[Material to process start]
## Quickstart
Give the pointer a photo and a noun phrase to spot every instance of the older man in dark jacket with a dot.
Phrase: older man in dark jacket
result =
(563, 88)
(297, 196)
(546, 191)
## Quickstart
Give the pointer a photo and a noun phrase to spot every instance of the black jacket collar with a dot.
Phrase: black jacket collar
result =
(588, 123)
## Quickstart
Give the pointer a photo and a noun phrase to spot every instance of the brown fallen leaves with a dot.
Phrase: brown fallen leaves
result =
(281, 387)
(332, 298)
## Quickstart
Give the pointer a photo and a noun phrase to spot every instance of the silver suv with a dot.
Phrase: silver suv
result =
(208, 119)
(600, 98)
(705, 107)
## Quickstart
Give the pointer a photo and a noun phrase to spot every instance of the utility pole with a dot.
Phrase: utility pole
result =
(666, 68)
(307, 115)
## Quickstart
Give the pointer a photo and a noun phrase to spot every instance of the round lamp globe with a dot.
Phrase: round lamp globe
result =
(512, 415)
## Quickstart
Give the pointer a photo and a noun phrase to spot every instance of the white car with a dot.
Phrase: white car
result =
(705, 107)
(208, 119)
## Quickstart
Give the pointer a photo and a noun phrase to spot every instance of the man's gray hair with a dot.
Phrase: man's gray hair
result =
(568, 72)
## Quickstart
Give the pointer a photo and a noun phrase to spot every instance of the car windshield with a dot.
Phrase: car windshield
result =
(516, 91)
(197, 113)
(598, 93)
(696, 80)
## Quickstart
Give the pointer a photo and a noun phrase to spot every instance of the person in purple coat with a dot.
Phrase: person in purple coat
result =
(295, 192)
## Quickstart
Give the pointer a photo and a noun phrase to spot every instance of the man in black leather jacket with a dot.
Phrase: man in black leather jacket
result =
[Material to process end]
● **Objective**:
What do the records say? Quote them all exactly.

● **Exercise response**:
## Quickstart
Give the pointer a photo and a noun phrase to spot every instance of the older man in dark jacket with a dot.
Phrase: older man in dark jacket
result =
(563, 88)
(297, 196)
(546, 191)
## Quickstart
Give the pointer a photo and a noun phrase to spot every instance of the black jacket collar with a dot.
Phrase: black jacket collar
result =
(588, 123)
## Quickstart
Give the pointer a photo and a noun phrase to spot every instance of the brown fallen leaves with a dot.
Phrase: brown fallen leaves
result =
(281, 387)
(332, 298)
## Quickstart
Give the pointer a photo and a noun phrase to spot every instance of the silver suv with a dot.
Phrase: silver suv
result =
(208, 119)
(600, 98)
(705, 107)
## Quickstart
Give the pointer a photo and a noun phrase to spot every instance of the utility pole with a dot.
Phrase: utility pole
result =
(666, 68)
(307, 115)
## Quickstart
Give the pointer a photo and a noun phrase to spot every instance of the round lamp globe with a dot.
Phrase: round lamp globe
result =
(512, 415)
## Quickstart
Give the pointer a photo and a noun phrase to spot every instance of the white car with a dot.
Phrase: white car
result =
(705, 107)
(208, 119)
## Quickstart
Give the pointer a photo and a noun phrase to spot every instance of the man's gray hair with a dot.
Phrase: man's gray hair
result =
(568, 72)
## Quickstart
Give the pointer a photo and a noun phrase to spot every instance of the car windshield with a dot.
Phrase: car windshield
result =
(516, 91)
(197, 113)
(598, 93)
(696, 80)
## Quickstart
Give the pointer a photo and a noun phrase to spot every instance of the person in purple coat with a dot.
Phrase: person in purple coat
result =
(295, 192)
## Quickstart
Give the pointer a photo and a noun phrase to spot every instance of the man in black leather jacket with a dot.
Phrase: man in black leather jacket
result =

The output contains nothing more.